Anforderung A> Entnimm dem Auszug über die Angriffe auf Syrer*innen den Abschnitt, der mit den Worten „Syrische Einwohner*innen des“ beginnt und nach „Polizei geschehen seien.“ endet, in genauem Wortlaut.

Auszug>
^^^^^^^^^^^^^^^^
Die Polizei hat nichts gemacht“

Syrische Einwohner*innen des Viertels erklärten gegenüber der Nachrichtenagentur Mezopotamya: „Was ist unser Verbrechen? Wir wissen es nicht. Warum lasten sie das, was geschehen ist, uns allen an? Das ist Unrecht.“ Viele Syrer*innen machten deutlich, dass sie um ihr Leben fürchten, insbesondere weil die Angriffe von Personen aus anderen Vierteln unter den Augen der Polizei geschehen seien.
^^^^^^^^^^^^^^^^
Angezeigte Daten>
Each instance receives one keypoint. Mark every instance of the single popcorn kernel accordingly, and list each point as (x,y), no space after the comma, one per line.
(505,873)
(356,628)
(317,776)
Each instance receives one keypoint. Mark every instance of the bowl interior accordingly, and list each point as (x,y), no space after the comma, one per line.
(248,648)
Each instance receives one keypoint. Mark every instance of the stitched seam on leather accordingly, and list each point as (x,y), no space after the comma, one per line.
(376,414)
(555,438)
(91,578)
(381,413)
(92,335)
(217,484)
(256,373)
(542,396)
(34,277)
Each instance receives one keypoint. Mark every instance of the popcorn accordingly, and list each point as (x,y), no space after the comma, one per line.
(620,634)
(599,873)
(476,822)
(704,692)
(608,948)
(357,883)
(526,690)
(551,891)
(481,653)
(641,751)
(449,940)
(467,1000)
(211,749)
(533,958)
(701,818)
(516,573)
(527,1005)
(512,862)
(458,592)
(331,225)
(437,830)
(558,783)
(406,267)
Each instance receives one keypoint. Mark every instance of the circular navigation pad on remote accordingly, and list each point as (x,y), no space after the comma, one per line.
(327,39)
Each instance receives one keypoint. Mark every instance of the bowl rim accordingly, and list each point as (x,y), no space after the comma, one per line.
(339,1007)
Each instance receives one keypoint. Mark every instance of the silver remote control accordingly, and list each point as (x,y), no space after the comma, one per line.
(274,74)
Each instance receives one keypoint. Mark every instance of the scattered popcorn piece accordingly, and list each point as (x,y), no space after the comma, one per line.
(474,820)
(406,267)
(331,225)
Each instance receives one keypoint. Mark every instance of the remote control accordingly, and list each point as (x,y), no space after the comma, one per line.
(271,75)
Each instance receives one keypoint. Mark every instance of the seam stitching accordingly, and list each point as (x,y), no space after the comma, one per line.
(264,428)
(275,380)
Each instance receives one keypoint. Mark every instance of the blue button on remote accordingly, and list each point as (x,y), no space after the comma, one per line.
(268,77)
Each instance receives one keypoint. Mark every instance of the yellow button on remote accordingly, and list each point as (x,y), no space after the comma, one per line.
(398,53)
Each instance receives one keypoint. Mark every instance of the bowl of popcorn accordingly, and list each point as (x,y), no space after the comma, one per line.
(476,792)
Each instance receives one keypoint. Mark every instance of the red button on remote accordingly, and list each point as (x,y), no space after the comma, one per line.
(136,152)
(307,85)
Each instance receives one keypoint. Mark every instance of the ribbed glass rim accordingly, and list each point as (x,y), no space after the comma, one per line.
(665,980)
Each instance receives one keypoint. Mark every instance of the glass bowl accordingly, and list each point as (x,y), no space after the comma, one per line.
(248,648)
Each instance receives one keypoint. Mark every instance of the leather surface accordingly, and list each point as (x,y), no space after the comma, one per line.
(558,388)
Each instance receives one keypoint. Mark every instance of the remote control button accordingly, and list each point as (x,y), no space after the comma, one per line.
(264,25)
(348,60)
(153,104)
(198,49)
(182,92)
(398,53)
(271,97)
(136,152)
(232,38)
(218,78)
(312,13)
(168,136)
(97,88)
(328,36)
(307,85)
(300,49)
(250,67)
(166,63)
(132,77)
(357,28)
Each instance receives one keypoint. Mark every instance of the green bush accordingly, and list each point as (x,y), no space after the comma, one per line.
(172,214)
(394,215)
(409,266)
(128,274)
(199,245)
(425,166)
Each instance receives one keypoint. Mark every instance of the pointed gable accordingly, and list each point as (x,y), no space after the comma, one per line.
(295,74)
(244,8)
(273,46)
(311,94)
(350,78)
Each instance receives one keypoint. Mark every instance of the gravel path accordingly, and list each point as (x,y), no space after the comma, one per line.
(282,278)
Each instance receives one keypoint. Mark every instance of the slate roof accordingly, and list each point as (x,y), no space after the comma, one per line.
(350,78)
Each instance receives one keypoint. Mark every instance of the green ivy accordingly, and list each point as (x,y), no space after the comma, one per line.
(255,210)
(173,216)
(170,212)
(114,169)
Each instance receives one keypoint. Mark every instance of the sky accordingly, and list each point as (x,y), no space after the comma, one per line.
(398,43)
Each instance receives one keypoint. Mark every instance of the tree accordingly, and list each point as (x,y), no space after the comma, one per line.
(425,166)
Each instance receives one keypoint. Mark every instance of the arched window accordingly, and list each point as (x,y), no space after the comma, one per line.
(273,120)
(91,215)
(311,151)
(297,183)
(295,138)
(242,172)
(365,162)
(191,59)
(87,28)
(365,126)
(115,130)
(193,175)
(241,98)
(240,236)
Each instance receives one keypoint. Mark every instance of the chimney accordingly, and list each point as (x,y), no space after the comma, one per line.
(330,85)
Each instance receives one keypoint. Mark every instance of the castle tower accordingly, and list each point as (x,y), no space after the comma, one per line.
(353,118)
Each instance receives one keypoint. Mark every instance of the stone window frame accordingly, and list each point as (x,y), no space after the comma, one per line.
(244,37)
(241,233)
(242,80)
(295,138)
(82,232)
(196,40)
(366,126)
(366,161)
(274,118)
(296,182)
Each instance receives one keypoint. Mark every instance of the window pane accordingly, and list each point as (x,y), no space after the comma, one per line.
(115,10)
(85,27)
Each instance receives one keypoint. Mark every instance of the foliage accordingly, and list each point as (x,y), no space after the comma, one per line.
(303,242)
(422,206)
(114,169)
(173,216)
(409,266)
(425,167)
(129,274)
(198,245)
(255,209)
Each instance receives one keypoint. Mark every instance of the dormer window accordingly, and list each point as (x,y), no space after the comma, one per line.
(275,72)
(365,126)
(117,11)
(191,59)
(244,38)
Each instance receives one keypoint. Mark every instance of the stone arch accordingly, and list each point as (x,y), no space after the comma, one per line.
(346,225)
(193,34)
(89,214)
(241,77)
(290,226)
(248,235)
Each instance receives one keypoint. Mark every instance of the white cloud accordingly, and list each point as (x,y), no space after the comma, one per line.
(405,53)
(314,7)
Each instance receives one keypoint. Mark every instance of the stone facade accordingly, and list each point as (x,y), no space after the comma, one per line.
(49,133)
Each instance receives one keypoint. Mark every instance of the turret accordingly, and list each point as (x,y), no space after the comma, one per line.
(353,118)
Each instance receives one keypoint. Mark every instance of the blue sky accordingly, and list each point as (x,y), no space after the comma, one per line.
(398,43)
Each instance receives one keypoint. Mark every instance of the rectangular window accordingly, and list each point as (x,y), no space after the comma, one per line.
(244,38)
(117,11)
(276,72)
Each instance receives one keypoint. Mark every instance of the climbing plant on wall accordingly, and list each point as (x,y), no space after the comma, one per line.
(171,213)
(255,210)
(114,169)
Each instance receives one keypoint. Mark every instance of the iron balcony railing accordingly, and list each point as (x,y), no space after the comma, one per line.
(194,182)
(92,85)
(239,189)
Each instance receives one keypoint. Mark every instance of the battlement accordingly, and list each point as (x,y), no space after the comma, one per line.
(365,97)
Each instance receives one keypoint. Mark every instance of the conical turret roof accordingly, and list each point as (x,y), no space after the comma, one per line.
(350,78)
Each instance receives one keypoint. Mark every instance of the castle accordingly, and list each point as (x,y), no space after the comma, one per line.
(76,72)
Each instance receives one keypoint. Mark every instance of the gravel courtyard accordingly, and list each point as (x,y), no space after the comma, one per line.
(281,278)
^^^^^^^^^^^^^^^^
Anforderung B> Zähle die Zeilen der Einträge oben, in denen die Zeichenfolge „seam“ vorkommt, und nenne nur die Zahl.

Erwartete Antwort A>
Syrische Einwohner*innen des Viertels erklärten gegenüber der Nachrichtenagentur Mezopotamya: „Was ist unser Verbrechen? Wir wissen es nicht. Warum lasten sie das, was geschehen ist, uns allen an? Das ist Unrecht.“ Viele Syrer*innen machten deutlich, dass sie um ihr Leben fürchten, insbesondere weil die Angriffe von Personen aus anderen Vierteln unter den Augen der Polizei geschehen seien.

Erwartete Antwort B> 2